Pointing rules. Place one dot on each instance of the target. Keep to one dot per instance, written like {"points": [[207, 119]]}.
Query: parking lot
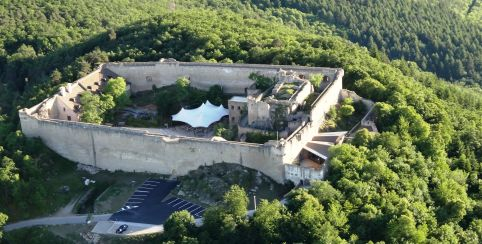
{"points": [[180, 204], [146, 205]]}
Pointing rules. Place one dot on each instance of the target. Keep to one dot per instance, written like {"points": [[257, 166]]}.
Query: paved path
{"points": [[73, 219]]}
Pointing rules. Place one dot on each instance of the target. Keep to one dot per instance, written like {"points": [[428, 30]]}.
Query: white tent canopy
{"points": [[203, 116]]}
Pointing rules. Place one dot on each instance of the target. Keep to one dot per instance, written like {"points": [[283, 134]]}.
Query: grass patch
{"points": [[34, 235]]}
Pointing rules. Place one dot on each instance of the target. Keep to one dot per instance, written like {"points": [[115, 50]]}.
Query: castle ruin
{"points": [[56, 120]]}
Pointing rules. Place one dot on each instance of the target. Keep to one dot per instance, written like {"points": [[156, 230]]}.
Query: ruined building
{"points": [[291, 106]]}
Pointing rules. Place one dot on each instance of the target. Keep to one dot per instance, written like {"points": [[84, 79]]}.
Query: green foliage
{"points": [[178, 226], [235, 202], [95, 106], [362, 138], [430, 33], [116, 87], [269, 219], [260, 138], [403, 184], [183, 83], [346, 110], [262, 82], [215, 95], [223, 131], [3, 220], [316, 80], [35, 235], [404, 230]]}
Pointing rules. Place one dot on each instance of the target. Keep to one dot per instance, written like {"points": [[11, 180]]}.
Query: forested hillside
{"points": [[469, 9], [418, 181], [430, 33]]}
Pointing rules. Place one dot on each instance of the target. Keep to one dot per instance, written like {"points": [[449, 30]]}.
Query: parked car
{"points": [[121, 229]]}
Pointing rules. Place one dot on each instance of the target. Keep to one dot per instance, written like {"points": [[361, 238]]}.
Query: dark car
{"points": [[121, 229]]}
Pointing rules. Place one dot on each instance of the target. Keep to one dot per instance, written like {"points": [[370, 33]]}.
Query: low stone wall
{"points": [[328, 98], [115, 148], [234, 78]]}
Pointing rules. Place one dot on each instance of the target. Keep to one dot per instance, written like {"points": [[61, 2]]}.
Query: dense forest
{"points": [[418, 181], [427, 32]]}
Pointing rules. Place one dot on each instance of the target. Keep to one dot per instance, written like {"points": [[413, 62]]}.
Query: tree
{"points": [[94, 107], [183, 82], [215, 95], [117, 89], [404, 230], [268, 221], [346, 110], [56, 76], [362, 138], [3, 220], [8, 175], [235, 202], [179, 226], [316, 80]]}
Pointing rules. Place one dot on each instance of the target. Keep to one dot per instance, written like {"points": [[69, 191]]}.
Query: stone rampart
{"points": [[130, 149], [328, 98], [127, 149], [234, 78]]}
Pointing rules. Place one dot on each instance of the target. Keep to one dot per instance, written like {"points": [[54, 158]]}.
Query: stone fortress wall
{"points": [[129, 149]]}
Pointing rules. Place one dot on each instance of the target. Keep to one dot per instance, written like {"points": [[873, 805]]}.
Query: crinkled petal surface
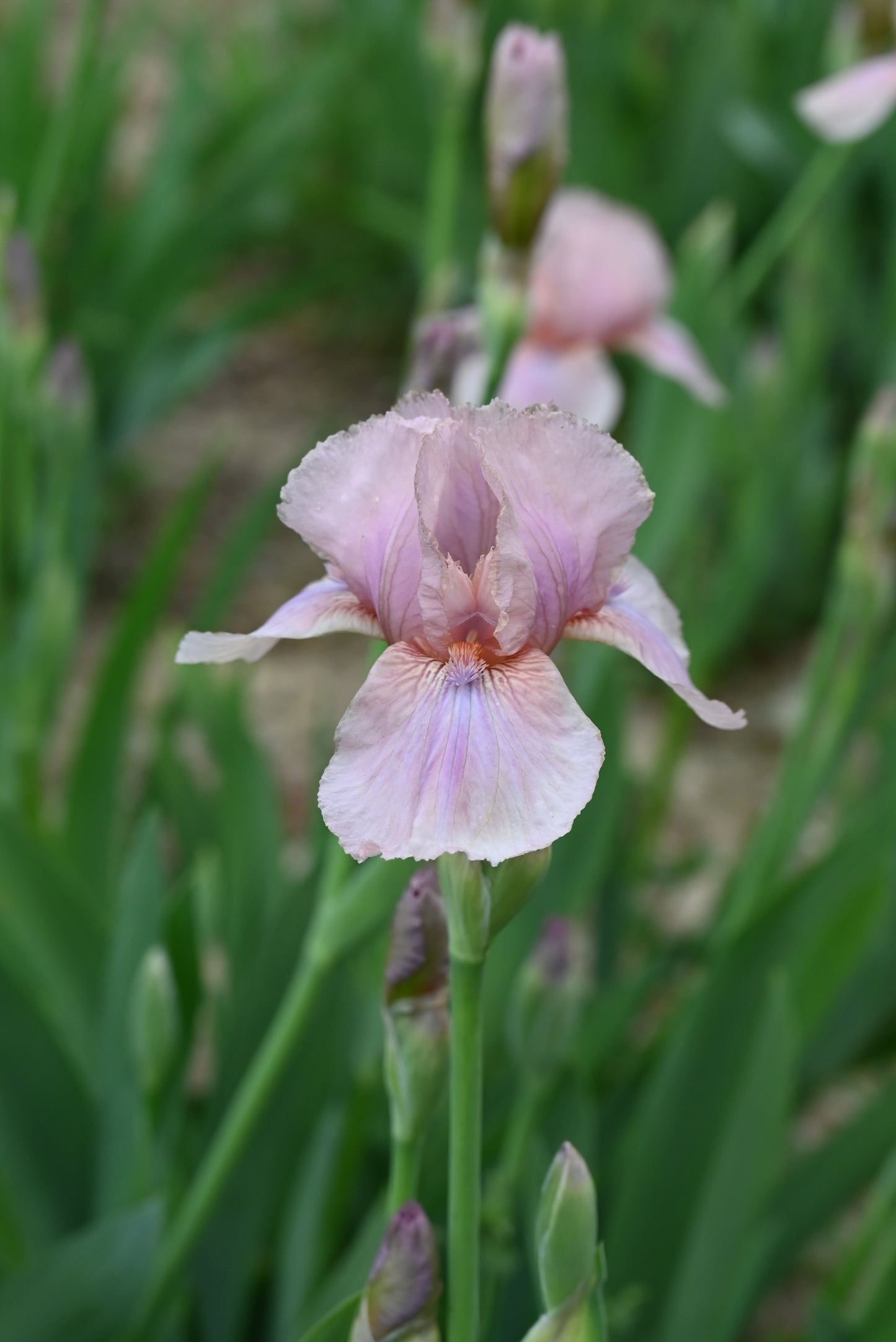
{"points": [[353, 501], [853, 102], [459, 757], [670, 349], [598, 272], [577, 500], [639, 618], [579, 379], [324, 607]]}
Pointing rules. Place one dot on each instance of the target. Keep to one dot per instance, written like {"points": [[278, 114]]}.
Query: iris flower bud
{"points": [[404, 1285], [566, 1230], [526, 129], [550, 991], [417, 1024], [154, 1024], [513, 885]]}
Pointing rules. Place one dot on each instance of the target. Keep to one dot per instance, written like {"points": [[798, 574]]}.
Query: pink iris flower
{"points": [[600, 280], [472, 541], [855, 101]]}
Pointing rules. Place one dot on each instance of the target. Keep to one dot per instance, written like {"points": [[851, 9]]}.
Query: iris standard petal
{"points": [[352, 498], [639, 618], [577, 501], [477, 576], [324, 607], [579, 379], [853, 102], [598, 272], [670, 349], [459, 757]]}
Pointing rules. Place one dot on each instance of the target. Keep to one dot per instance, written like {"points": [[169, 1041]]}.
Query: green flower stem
{"points": [[443, 191], [518, 1135], [787, 222], [229, 1141], [464, 1168], [404, 1175]]}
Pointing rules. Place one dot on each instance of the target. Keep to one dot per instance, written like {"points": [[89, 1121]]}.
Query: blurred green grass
{"points": [[289, 169]]}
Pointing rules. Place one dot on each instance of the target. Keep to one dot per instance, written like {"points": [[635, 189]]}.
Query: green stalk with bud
{"points": [[416, 1024], [478, 906], [570, 1262]]}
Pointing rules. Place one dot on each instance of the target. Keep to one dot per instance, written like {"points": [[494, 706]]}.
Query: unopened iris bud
{"points": [[154, 1020], [416, 1016], [417, 961], [549, 995], [513, 885], [526, 129], [404, 1285], [566, 1231]]}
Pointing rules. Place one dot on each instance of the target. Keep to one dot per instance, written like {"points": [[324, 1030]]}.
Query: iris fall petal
{"points": [[322, 607], [639, 619], [459, 756]]}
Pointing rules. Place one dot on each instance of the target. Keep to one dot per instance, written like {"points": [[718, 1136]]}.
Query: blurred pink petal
{"points": [[598, 272], [459, 756], [668, 348], [469, 383], [577, 501], [352, 500], [579, 379], [639, 618], [324, 607], [853, 102]]}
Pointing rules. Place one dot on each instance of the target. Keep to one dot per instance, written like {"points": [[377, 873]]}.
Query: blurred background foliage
{"points": [[730, 1081]]}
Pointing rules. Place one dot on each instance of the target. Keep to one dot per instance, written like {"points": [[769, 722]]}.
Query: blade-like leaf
{"points": [[94, 784]]}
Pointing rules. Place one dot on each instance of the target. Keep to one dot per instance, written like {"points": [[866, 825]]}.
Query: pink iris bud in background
{"points": [[600, 280], [416, 1018], [550, 992], [404, 1286], [472, 540], [853, 102], [526, 129]]}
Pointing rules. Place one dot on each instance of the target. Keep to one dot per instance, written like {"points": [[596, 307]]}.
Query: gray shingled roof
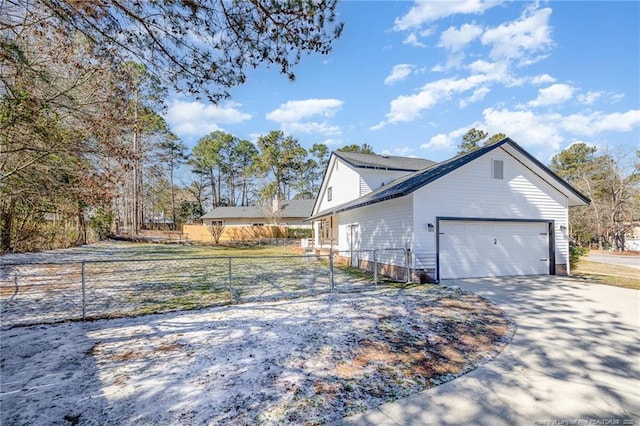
{"points": [[405, 185], [289, 208], [385, 162]]}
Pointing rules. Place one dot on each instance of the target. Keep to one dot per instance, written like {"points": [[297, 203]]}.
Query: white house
{"points": [[290, 213], [496, 211]]}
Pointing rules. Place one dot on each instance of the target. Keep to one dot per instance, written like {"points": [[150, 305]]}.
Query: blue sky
{"points": [[411, 78]]}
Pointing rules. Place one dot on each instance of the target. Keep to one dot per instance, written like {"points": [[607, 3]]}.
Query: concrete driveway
{"points": [[574, 360]]}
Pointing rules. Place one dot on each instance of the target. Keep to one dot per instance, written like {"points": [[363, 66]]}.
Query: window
{"points": [[498, 169]]}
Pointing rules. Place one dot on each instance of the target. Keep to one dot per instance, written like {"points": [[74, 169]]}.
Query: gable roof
{"points": [[288, 208], [405, 185], [383, 162]]}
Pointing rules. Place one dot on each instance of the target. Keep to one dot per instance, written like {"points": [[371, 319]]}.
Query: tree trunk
{"points": [[82, 226], [6, 222]]}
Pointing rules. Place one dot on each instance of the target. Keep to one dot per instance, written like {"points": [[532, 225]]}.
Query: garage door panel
{"points": [[483, 249]]}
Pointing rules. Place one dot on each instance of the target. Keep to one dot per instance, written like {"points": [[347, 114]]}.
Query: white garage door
{"points": [[493, 249]]}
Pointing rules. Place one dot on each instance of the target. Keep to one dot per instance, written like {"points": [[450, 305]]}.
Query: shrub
{"points": [[575, 252], [299, 233]]}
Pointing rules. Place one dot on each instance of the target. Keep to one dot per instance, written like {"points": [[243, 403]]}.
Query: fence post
{"points": [[406, 265], [230, 278], [331, 274], [375, 266], [84, 293]]}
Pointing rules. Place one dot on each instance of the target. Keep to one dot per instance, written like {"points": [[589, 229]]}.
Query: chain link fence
{"points": [[36, 293]]}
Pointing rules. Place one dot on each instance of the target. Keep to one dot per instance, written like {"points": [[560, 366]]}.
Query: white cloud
{"points": [[550, 130], [425, 12], [294, 116], [530, 34], [590, 97], [398, 73], [455, 39], [404, 151], [554, 94], [525, 127], [298, 110], [599, 122], [198, 119], [454, 60], [412, 39], [446, 141], [408, 107], [542, 79], [477, 96], [310, 127]]}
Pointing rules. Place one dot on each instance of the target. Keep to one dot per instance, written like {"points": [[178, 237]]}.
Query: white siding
{"points": [[344, 182], [471, 192], [384, 225]]}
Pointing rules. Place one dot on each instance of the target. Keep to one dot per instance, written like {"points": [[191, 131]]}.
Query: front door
{"points": [[354, 244]]}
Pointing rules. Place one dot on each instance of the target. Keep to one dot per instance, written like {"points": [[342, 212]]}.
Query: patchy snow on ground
{"points": [[304, 361]]}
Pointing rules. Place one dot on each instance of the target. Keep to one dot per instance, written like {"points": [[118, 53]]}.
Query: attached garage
{"points": [[495, 211], [490, 248]]}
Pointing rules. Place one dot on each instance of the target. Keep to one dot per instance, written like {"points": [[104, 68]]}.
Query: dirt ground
{"points": [[310, 360]]}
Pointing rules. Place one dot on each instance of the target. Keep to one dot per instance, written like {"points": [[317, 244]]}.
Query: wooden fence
{"points": [[235, 233]]}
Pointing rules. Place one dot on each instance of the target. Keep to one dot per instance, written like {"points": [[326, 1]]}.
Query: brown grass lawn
{"points": [[603, 273]]}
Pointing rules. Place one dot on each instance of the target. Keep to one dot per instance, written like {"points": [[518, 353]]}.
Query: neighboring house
{"points": [[496, 211], [632, 239], [290, 213]]}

════

▶ Directions for this task: Locate every line in the data above that contains the string "iris", matching case exactly, and copy each of those lines.

▶ Written response:
Query: iris flower bud
Query: pink iris flower
Query: iris standard petal
Query: unopened iris bud
Query: iris fall petal
Query: pink iris bud in background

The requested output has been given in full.